EXCERPT PROVIDED:
☆ ☆ ☆ ☆ ☆
Dive Brief:
- McDonald's and Heinz unveiled separate branded jigsaw puzzles to capitalize on a trend that's emerged as consumers look to occupy themselves during quarantine, according to press releases from the companies.
- Working with agency TBWA\Belgium, McDonald's Belgium created a 500-piece Burger Puzzle that reveals a detailed picture of one of the chain's signature menu items once completed. The brand is giving away 20 sets of the puzzle via an Instagram contest that asks users to share a post promoting the effort to their Story while tagging the @mcdonaldsbelgium account.
- The offering from Kraft Heinz Canada is intended to serve as the world's slowest puzzle, consisting of 570 pieces identically colored in the ketchup brand's signature red hue. Like McDonald's, Heinz is giving away the puzzle through Instagram, offering 57 versions to consumers across 17 countries. In Canada, local users can also comment on the official @Heinz_ca page for a chance to win one of 57 sets.
Dive Insight:
McDonald's and Heinz are both looking to create an entertainment outlet for consumers whose options are severely limited as shelter-in-place orders stretch on for months. The brands have the opportunity to provide a welcome distraction for those shut in due to the coronavirus outbreak, while still raising their company profiles at a time when more people are ordering delivery and takeout or pantry-loading packaged food products with a long shelf life.
Despite both marketers keying into the same jigsaw puzzle trend, each is taking a different approach. McDonald's is leaning into its core menu item, with the Burger Puzzle positioned as a means of stress relief. Heinz' deliberately "slow" puzzle, intended to mirror the slow pour of its ketchup, conversely seems engineered as a stress-inducing, time-intensive challenge, with hundreds of pieces that all look the same.
"Heinz is known for its iconic, slow-pouring ketchup. In a period when everyone has a little more time on their hands and puzzle popularity has skyrocketed, we wanted to help pass the time by connecting the two," Brian Neumann, senior brand manager, Kraft Heinz Canada, said in a press statement.
Jigsaw puzzles have indeed experienced a resurgence in consumer interest due to the coronavirus lockdown. Massachusetts-based Ceaco, one of the largest manufacturers of puzzles in the U.S., has seen sales spike up to 300% year-over-year in recent weeks, according to a report in NPR. Rival gamemaker Ravensburger has reported similarly stratospheric gains.
On the business end, Kraft Heinz has also felt a boost thanks to the coronavirus, as more consumers look to stock up on packaged foods and comfort meals like macaroni and cheese. The turnaround, which has led to record manufacturing outputs for Kraft Heinz, follows a brutal few years for the company, which wrote down the value of its legacy Kraft and Oscar Mayer brands by billions last February.
McDonald's pandemic outlook is more mixed as it focuses more on areas like delivery amid limited on-premise options. The chain saw earnings fall 17% in Q1, while U.S. same-store sales — a key metric of business health for restaurants — slid 13.4% in March, according to CNBC.
☆ ☆ ☆ ☆ ☆
PROVIDED MATERIAL:
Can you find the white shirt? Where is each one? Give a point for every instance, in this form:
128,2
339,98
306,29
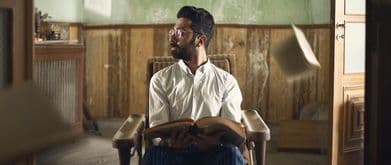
☆ ☆ ☆ ☆ ☆
TASK SET:
A – From the article on branded jigsaw puzzles, copy the passage word for word, starting with "On the business" and going on through "billions last February.".
B – In the article on branded jigsaw puzzles, how many pieces make up the Heinz puzzle?

LIST OF ANSWERS:
A –
On the business end, Kraft Heinz has also felt a boost thanks to the coronavirus, as more consumers look to stock up on packaged foods and comfort meals like macaroni and cheese. The turnaround, which has led to record manufacturing outputs for Kraft Heinz, follows a brutal few years for the company, which wrote down the value of its legacy Kraft and Oscar Mayer brands by billions last February.

B – 570 pieces.